#### Task prompt:
Among the lines of the material, copy those that hold the string "below".

#### Given information:

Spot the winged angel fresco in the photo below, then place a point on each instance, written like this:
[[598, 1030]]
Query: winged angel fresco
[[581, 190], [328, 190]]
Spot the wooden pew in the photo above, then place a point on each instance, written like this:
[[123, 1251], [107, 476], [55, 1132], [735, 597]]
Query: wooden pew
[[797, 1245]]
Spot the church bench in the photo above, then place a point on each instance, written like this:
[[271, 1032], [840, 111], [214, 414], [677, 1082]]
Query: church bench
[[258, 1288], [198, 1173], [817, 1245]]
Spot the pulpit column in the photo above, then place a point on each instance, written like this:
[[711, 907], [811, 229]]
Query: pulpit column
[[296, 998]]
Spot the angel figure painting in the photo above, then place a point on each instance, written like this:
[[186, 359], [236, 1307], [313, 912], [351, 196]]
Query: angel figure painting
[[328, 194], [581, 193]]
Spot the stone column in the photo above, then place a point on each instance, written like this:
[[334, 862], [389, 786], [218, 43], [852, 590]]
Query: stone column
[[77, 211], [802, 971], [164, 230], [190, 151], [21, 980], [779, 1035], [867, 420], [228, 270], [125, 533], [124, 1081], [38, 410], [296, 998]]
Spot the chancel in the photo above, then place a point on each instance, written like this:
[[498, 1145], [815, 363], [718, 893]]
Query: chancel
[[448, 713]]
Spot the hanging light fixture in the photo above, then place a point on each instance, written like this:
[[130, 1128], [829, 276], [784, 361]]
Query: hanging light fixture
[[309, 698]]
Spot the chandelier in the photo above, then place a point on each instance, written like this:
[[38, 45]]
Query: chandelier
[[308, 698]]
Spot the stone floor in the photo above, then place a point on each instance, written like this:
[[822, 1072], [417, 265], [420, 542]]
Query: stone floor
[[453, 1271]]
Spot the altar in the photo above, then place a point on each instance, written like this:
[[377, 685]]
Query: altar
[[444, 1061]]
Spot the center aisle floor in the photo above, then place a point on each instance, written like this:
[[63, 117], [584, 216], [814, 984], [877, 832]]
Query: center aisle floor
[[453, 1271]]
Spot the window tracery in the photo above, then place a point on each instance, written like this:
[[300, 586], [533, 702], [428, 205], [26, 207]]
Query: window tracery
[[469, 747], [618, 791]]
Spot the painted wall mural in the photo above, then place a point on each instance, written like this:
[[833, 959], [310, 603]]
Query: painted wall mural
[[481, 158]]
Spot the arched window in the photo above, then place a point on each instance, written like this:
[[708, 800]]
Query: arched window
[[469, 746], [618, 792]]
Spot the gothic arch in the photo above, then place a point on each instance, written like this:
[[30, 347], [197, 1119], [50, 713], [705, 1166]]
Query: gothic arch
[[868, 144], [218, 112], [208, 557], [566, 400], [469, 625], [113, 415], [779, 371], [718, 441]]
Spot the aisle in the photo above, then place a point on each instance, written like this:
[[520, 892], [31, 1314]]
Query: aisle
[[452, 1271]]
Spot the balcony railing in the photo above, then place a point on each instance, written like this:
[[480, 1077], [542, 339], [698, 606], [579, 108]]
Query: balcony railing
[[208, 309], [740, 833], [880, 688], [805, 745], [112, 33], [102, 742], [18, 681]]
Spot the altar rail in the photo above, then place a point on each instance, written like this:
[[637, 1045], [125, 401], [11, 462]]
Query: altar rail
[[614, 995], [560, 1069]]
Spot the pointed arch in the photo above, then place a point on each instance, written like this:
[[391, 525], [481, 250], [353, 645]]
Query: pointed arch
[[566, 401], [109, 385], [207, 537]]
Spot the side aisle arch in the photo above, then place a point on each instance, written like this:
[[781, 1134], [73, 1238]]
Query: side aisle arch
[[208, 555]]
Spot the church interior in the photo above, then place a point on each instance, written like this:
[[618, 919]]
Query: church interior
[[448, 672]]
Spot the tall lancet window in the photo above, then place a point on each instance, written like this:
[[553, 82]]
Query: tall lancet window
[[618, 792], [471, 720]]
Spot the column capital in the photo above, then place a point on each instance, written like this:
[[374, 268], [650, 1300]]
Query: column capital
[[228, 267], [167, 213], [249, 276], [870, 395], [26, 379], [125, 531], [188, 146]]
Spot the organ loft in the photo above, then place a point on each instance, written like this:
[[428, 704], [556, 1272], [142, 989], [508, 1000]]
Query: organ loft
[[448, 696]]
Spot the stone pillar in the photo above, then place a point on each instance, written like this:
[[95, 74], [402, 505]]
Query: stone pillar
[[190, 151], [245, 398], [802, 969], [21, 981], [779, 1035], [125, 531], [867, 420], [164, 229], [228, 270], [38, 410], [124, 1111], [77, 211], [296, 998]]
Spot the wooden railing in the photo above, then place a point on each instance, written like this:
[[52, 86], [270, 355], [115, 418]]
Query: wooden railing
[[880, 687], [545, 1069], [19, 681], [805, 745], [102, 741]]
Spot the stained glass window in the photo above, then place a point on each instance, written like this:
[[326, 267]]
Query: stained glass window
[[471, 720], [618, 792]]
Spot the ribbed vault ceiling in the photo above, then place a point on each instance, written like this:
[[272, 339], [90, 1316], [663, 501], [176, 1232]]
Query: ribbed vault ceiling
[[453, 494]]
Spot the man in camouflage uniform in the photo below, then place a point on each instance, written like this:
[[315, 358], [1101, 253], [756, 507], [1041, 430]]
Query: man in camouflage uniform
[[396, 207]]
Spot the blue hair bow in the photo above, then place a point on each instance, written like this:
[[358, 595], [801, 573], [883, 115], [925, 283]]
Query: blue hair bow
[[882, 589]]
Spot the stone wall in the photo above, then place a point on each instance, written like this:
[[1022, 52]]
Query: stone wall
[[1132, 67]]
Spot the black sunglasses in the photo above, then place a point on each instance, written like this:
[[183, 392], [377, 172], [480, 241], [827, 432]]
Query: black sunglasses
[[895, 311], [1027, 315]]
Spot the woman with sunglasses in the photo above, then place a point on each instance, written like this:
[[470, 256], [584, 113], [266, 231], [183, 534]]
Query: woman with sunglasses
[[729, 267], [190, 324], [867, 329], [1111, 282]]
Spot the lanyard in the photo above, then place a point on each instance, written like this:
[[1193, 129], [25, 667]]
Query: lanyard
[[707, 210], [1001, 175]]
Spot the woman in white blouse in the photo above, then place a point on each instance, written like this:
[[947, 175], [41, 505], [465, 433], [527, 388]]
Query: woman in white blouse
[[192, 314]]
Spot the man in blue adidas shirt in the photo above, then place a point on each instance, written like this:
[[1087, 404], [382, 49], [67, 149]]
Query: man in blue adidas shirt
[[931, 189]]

#### Output of the task:
Spot the winged angel fresco in the photo below, then place a point on each instance, written like this:
Spot the man in camouflage uniform in the photo below, then place a point on each instance, written like this:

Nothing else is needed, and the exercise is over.